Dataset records
====================

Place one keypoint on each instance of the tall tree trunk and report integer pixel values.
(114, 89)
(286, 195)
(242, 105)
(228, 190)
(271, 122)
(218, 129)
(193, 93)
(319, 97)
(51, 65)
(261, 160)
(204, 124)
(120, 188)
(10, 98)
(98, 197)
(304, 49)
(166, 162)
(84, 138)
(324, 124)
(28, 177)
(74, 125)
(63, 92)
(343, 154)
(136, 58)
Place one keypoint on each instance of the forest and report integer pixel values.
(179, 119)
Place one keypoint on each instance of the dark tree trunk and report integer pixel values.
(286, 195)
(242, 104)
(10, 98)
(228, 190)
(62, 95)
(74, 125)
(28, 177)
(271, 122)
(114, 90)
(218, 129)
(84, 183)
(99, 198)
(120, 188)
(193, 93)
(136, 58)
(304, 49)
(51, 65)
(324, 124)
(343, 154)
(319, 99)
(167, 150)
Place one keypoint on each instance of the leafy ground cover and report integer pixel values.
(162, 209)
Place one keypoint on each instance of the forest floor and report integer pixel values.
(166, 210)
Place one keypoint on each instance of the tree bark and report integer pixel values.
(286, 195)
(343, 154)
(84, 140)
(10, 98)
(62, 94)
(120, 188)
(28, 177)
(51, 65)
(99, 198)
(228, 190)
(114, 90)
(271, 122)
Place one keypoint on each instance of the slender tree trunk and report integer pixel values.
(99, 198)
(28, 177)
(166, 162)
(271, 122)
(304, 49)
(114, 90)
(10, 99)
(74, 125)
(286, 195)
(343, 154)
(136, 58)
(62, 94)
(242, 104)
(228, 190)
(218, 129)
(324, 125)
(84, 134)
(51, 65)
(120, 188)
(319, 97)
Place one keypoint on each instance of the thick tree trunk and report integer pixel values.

====================

WHAT TO DO » Express the material above as a JSON list of strings, with one string for each line and any blank lines omitted.

RESPONSE BELOW »
[
  "Place one keypoint on each instance of the tall tree trunk and report integer pixel values.",
  "(114, 89)",
  "(286, 195)",
  "(242, 105)",
  "(228, 190)",
  "(271, 122)",
  "(218, 129)",
  "(193, 93)",
  "(319, 97)",
  "(51, 65)",
  "(261, 160)",
  "(204, 124)",
  "(120, 188)",
  "(10, 98)",
  "(98, 197)",
  "(304, 49)",
  "(166, 162)",
  "(84, 138)",
  "(324, 124)",
  "(28, 177)",
  "(74, 125)",
  "(63, 92)",
  "(343, 154)",
  "(136, 58)",
  "Place one keypoint on each instance of the forest and report integer pixel values.",
  "(179, 119)",
  "Place one keypoint on each instance of the dark tree trunk and report integer pixel values.",
  "(286, 195)",
  "(242, 104)",
  "(10, 98)",
  "(228, 190)",
  "(62, 95)",
  "(74, 125)",
  "(28, 177)",
  "(271, 122)",
  "(114, 90)",
  "(218, 129)",
  "(84, 183)",
  "(99, 198)",
  "(120, 188)",
  "(193, 93)",
  "(136, 58)",
  "(304, 49)",
  "(51, 65)",
  "(324, 124)",
  "(343, 154)",
  "(319, 99)",
  "(167, 150)",
  "Place one keypoint on each instance of the leafy ground cover and report integer pixel values.",
  "(162, 209)",
  "Place one keypoint on each instance of the forest floor and report integer pixel values.",
  "(166, 210)",
  "Place one keypoint on each instance of the tree bark and report integer pixel values.",
  "(286, 195)",
  "(343, 154)",
  "(84, 140)",
  "(10, 98)",
  "(62, 94)",
  "(120, 188)",
  "(28, 177)",
  "(51, 65)",
  "(99, 198)",
  "(228, 190)",
  "(114, 90)",
  "(271, 122)",
  "Place one keypoint on each instance of the slender tree trunk and report integer pixel values.",
  "(99, 198)",
  "(28, 177)",
  "(166, 162)",
  "(271, 122)",
  "(304, 49)",
  "(114, 90)",
  "(10, 99)",
  "(74, 125)",
  "(286, 195)",
  "(343, 154)",
  "(136, 58)",
  "(62, 94)",
  "(242, 104)",
  "(228, 190)",
  "(218, 129)",
  "(324, 125)",
  "(84, 134)",
  "(51, 65)",
  "(120, 188)",
  "(319, 97)",
  "Place one keypoint on each instance of the thick tree trunk and report integer pixel values."
]